[Records from a collection]
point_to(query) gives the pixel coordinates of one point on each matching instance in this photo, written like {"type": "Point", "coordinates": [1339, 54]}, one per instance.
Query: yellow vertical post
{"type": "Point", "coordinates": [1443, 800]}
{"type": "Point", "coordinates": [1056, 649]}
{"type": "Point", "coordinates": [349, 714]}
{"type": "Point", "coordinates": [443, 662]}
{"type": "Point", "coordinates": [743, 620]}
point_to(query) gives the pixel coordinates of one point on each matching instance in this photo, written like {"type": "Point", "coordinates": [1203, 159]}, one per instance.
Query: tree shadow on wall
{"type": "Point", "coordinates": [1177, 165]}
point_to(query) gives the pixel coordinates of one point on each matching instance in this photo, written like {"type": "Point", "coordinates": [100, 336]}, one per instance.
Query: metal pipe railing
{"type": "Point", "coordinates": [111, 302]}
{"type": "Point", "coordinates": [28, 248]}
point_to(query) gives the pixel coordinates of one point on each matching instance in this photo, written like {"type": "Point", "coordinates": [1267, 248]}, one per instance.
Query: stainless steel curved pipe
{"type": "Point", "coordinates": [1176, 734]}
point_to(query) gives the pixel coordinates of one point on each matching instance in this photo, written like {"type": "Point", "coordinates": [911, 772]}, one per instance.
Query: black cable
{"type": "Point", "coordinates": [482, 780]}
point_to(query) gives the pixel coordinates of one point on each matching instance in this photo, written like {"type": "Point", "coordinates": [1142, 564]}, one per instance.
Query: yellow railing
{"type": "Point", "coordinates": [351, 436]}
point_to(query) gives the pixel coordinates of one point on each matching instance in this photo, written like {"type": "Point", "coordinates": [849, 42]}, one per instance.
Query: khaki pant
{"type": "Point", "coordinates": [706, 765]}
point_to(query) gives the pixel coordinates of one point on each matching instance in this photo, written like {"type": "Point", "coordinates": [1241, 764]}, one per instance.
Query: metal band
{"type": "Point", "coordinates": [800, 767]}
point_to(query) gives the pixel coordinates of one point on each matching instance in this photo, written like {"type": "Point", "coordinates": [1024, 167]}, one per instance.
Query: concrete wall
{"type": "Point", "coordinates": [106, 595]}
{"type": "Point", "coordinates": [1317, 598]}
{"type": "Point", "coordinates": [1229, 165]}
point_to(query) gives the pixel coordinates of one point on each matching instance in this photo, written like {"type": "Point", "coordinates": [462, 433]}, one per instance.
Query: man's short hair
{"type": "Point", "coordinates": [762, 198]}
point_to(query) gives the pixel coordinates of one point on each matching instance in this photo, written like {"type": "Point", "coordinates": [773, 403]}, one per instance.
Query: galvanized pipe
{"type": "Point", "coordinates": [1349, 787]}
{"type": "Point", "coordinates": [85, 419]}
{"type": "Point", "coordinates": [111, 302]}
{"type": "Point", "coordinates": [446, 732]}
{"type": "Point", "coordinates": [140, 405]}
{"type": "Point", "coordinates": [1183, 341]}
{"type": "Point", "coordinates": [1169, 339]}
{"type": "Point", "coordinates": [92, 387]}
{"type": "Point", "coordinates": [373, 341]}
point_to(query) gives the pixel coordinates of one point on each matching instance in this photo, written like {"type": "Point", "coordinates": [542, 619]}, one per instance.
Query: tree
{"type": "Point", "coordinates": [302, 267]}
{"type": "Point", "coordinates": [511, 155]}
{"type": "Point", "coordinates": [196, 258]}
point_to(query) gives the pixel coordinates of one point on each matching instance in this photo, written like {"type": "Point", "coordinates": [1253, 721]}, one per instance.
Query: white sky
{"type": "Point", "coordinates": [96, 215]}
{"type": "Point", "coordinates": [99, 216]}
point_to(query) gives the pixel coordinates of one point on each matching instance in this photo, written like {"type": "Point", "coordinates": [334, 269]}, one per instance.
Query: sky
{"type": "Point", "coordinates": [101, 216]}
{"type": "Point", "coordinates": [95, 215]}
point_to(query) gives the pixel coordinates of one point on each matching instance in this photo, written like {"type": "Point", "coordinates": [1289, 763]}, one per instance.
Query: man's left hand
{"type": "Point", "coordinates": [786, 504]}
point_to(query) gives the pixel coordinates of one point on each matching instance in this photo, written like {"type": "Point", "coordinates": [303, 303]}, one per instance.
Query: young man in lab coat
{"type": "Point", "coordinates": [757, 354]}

WHAT YOU NEED TO DO: Output all records verbatim.

COMPLETED TASK:
point_to(query) gives the pixel coordinates of one point on each matching instance in this photo, written like {"type": "Point", "coordinates": [1339, 54]}, one per instance.
Query: yellow vertical post
{"type": "Point", "coordinates": [1443, 800]}
{"type": "Point", "coordinates": [1056, 649]}
{"type": "Point", "coordinates": [349, 714]}
{"type": "Point", "coordinates": [443, 662]}
{"type": "Point", "coordinates": [743, 620]}
point_to(query) gives the pixel coordinates of one point on each matching instance in this photo, written like {"type": "Point", "coordinates": [1203, 159]}, one per instance.
Query: tree shadow on wall
{"type": "Point", "coordinates": [1177, 165]}
point_to(query) gives the pixel coordinates of one point on each matching instance in this photo, written like {"type": "Point", "coordinates": [100, 336]}, one per instance.
Query: metal pipe railing
{"type": "Point", "coordinates": [111, 302]}
{"type": "Point", "coordinates": [28, 248]}
point_to(query) gives the pixel coordinates of one point on each matching instance in this photo, written like {"type": "Point", "coordinates": [1267, 248]}, one per instance.
Query: stainless steel curved pipe
{"type": "Point", "coordinates": [1176, 734]}
point_to(query) gives the pixel coordinates of one point on each matching instance in this photo, written like {"type": "Point", "coordinates": [911, 772]}, one per instance.
Query: black cable
{"type": "Point", "coordinates": [482, 780]}
point_to(query) gives the pixel coordinates of one point on each matching instance in this photo, written like {"type": "Point", "coordinates": [1142, 564]}, one per instance.
Query: yellow railing
{"type": "Point", "coordinates": [351, 436]}
point_to(query) gives the pixel coordinates of one point on each matching instance in this photo, written like {"type": "Point", "coordinates": [849, 42]}, one per instance.
Query: khaki pant
{"type": "Point", "coordinates": [706, 765]}
point_to(query) gives the pixel coordinates of one point on each matching instance in this photo, written like {"type": "Point", "coordinates": [1241, 764]}, one per instance.
Query: metal band
{"type": "Point", "coordinates": [800, 767]}
point_to(query) gives the pixel coordinates of one point on each matching instance in this photo, written like {"type": "Point", "coordinates": [1024, 167]}, one per instance.
Query: concrete wall
{"type": "Point", "coordinates": [106, 595]}
{"type": "Point", "coordinates": [1317, 598]}
{"type": "Point", "coordinates": [1229, 165]}
point_to(query) gives the pixel coordinates of one point on each matching instance in this photo, written like {"type": "Point", "coordinates": [462, 433]}, one per instance.
Query: man's short hair
{"type": "Point", "coordinates": [762, 198]}
point_to(query) gives the pixel coordinates of one point on each matching instance in this photo, written like {"type": "Point", "coordinates": [773, 403]}, one per instance.
Query: galvanized pipe
{"type": "Point", "coordinates": [1349, 787]}
{"type": "Point", "coordinates": [85, 419]}
{"type": "Point", "coordinates": [111, 302]}
{"type": "Point", "coordinates": [446, 732]}
{"type": "Point", "coordinates": [140, 405]}
{"type": "Point", "coordinates": [1183, 341]}
{"type": "Point", "coordinates": [1169, 339]}
{"type": "Point", "coordinates": [92, 387]}
{"type": "Point", "coordinates": [373, 341]}
point_to(query) gives the pixel coordinates of one point on each matching instance in this photo, written like {"type": "Point", "coordinates": [542, 619]}, one per instance.
Query: tree
{"type": "Point", "coordinates": [302, 267]}
{"type": "Point", "coordinates": [511, 155]}
{"type": "Point", "coordinates": [196, 258]}
point_to(query) gives the pixel coordinates of one point on each matching instance in this photo, written like {"type": "Point", "coordinates": [1253, 721]}, one per instance.
Query: white sky
{"type": "Point", "coordinates": [96, 215]}
{"type": "Point", "coordinates": [99, 216]}
point_to(query) gives the pixel coordinates of one point on each matching instance in this photo, written like {"type": "Point", "coordinates": [334, 269]}, one per instance.
Query: sky
{"type": "Point", "coordinates": [101, 216]}
{"type": "Point", "coordinates": [95, 215]}
point_to(query) gives the pixel coordinates of one point on each matching instance in this photo, written like {"type": "Point", "coordinates": [1289, 763]}, one per instance.
Query: man's left hand
{"type": "Point", "coordinates": [786, 504]}
point_to(query) gives the pixel coordinates of one point on each matching instance in this photo, written like {"type": "Point", "coordinates": [303, 303]}, one per instance.
Query: young man in lab coat
{"type": "Point", "coordinates": [757, 354]}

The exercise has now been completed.